■ TEXT EXTRACT ■
Is The Drunk Driving Device
A Driving Distraction?

This is another story from the Minneapolis Red Star Tribune. It is not available by direct linking since the Red Star requires Free Registration to read their stories. So instead, Google search the name Rochelle Olson, the writer of the story and then click on the NEWS option for Google and you will find the story titled: "Drunken driving devices await guidelines for use".

Here's the skinny. The device is the ignition interlock device that connects to a car's electrical system that tests a motorist's blood-alcohol content (BAC) before allowing or refusing the operator the ability to drive the car.

Here is how the device works according to Autosense International, Illinois Secretary of State:

1) Driver types a user code into a key pad,
2) Drivers breathes into the mouthpiece for two to five seconds,
3) The BAC level of driver appears on a digital display, indicating whether the driver has passed or failed. If the level is .025% or above, the car will not start.

And this is where the fun begins (emphasis mine):

According to the article, a driver must retake the test every several minutes while on the road - while driving! If the driver flunks the test, the car horn will honk until the engine is shut down. The horn will also honk if the driver refuses to take the test while driving.

Yeah - this is what people driving on the highways and freeways need, some idiot distracted by having to blow into a tube every so often to keep their vehicle running. Along with talking on cell phones, applying make-up, drinking coffee, text-messaging, reading a map, eating food, changing the radio station or a CD - we have another distraction to add to a long list of driver diversions.


Judge John Holahan - boy, he looks like a a lot of fun to be around, huh?

Hennepin County District Court Judge John Holahan tells the Red Star that, "the one disadvantage to a family is [if] you only have one car in a family, and if the wife has two glasses of wine at dinner, she's not going to be able to start the car."

■ GOAL ■
Copy out the ignition interlock post, everything from "Yeah - this" down to "of driver diversions.", renaming "cell phones" to "mobile phones".

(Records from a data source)

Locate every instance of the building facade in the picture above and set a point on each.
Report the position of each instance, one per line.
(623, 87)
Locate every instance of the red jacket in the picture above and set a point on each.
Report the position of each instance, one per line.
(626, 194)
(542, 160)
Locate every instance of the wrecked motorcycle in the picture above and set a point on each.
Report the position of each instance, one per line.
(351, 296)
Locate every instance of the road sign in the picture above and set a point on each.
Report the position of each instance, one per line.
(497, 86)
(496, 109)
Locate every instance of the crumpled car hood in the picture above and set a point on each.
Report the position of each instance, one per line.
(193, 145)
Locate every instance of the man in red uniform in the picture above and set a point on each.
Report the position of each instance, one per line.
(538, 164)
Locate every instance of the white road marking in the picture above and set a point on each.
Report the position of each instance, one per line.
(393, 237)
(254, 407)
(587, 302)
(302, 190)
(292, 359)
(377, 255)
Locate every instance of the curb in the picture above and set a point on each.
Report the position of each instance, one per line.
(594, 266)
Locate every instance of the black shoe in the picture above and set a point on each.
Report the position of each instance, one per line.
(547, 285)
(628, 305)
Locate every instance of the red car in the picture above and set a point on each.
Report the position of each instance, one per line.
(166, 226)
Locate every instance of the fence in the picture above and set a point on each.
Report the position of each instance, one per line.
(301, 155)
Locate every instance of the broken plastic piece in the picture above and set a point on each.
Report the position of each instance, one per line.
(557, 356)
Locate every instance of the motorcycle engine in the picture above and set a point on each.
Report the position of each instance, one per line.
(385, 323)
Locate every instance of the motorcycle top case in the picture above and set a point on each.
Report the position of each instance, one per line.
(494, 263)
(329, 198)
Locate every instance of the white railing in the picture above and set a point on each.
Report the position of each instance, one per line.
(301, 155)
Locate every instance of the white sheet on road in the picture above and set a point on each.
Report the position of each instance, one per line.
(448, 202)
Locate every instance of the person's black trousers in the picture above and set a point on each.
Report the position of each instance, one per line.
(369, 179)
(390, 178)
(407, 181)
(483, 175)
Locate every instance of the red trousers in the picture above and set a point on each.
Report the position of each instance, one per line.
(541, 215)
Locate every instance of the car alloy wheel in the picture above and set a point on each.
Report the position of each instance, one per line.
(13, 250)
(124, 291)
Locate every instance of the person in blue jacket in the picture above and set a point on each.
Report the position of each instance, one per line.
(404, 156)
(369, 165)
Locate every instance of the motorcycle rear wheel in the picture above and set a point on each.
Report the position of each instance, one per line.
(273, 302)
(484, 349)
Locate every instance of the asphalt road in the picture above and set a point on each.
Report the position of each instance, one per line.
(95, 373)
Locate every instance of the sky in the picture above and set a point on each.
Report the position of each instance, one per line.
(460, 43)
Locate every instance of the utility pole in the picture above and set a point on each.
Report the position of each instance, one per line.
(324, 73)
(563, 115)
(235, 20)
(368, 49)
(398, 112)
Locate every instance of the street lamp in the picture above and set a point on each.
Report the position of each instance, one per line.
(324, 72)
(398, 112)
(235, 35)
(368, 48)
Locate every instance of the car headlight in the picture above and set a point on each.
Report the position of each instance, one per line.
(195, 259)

■ SOLUTION BELOW ■
Yeah - this is what people driving on the highways and freeways need, some idiot distracted by having to blow into a tube every so often to keep their vehicle running. Along with talking on mobile phones, applying make-up, drinking coffee, text-messaging, reading a map, eating food, changing the radio station or a CD - we have another distraction to add to a long list of driver diversions.